Vengarse, igual que un salvaje, o igual que un contrafóbico: sucumbiendo de forma voluntaria antes de que te obliguen a ello, enfrentándote a eso que tanto temes, entregándote a lo que no soportas y finalmente, convirtiéndote en tu enemigo.

O sea, convirtiéndote en la miseria, el miedo, la rabia y el horror.

(Rabia, también, la que se siente al saber que este libro fue escrito en 1979, que Bruguera lo publicó en España por primera vez en 1980, que luego hubo una edición en 1985, y que desde entonces, estaba descatalogado. Rabia y estupor. ¿Cómo hemos podido vivir tantos años sin leerlo? Quizá mañana hablemos de eso y de cómo el libro electrónico me está cambiando la vida.)

domingo, 4 de octubre de 2009

Nueva postal desde la playa (pero esta vez escrita a la vuelta y con un par de cosas de Angélica Liddell)


Otro viaje.

Otro avión.

Otra noche de hotel.

"Sentimientos de muerte inminente me acosan", como diría el colega.

Llevo sólo dos libros y uno me tiene abducido: El cobrador, de Ruben Fonseca, editado por RBA.

La esperanza, más que esperanza, la fe que tenía en él se ha visto recompensada.

Hasta me ha permitido soportar las turbulencias del vuelo y llegar vivo aquí.

Pero eso, mejor lo cuento otro día.

Ahora es sábado por la noche, son apenas las doce y ya estoy en el hotel.

El minibar se ha roto.

Las tormentas de la semana pasada, me explican en recepción y se ofrecen para subirme lo que quiera.

Pido un par de cervezas.
☆ ☆ ☆ ☆ ☆
Objetivo A:
Según el fragmento de texto, ¿qué libro tiene abducido a quien escribe durante el viaje?
Objetivo B:
Prosigue el fragmento de texto a partir de su última frase.
Los datos no tienen ninguna relación con el fragmento de texto.

Entradas de datos:
☆ ☆ ☆ ☆ ☆
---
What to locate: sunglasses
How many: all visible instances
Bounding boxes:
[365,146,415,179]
☆ ☆ ☆ ☆ ☆
Respuesta escrita A:
El cobrador, de Ruben Fonseca, editado por RBA.

Respuesta escrita B:
Cuando llegan, cambio a Fonseca por el otro libro: son dos poemarios publicados por Eugenio Cano Editor. Uno se llama Frankenstein y el otro, La historia es la domadora del sufrimiento: 2006.

Los escribe Angélica Liddell.

Alguien me habló de ella hace unos años, me dijo: te gustaría, es muy bestia, y dice mucho puto y puta, follar... Habla peor que tú.

Lo que pasa es que ella se dedica al teatro (escribe, actúa, dirige) y eso a mí me da bastante grima.

Volviendo al sábado, con las dos cervezas, abrí al azar su libro y leí:
No salgas.
Tu dulzura no coincide con el tamaño de tus dedos.
Ahí fuera eres cuerpo sobre todo,
cicatrices que ellos tomarán por surcos donde clavar las azadas.
Qué explicación darán tus rotos.

No salgas.
La habitación es la medida.
Que más para vivir.
Deberíamos quedarnos mirando las paredes como pájaros tranquilos.
Deberíamos aprender a vivir en habitaciones cerradas,
sin puerta,
no existiría más mundo que el nuestro.
Y sería grande.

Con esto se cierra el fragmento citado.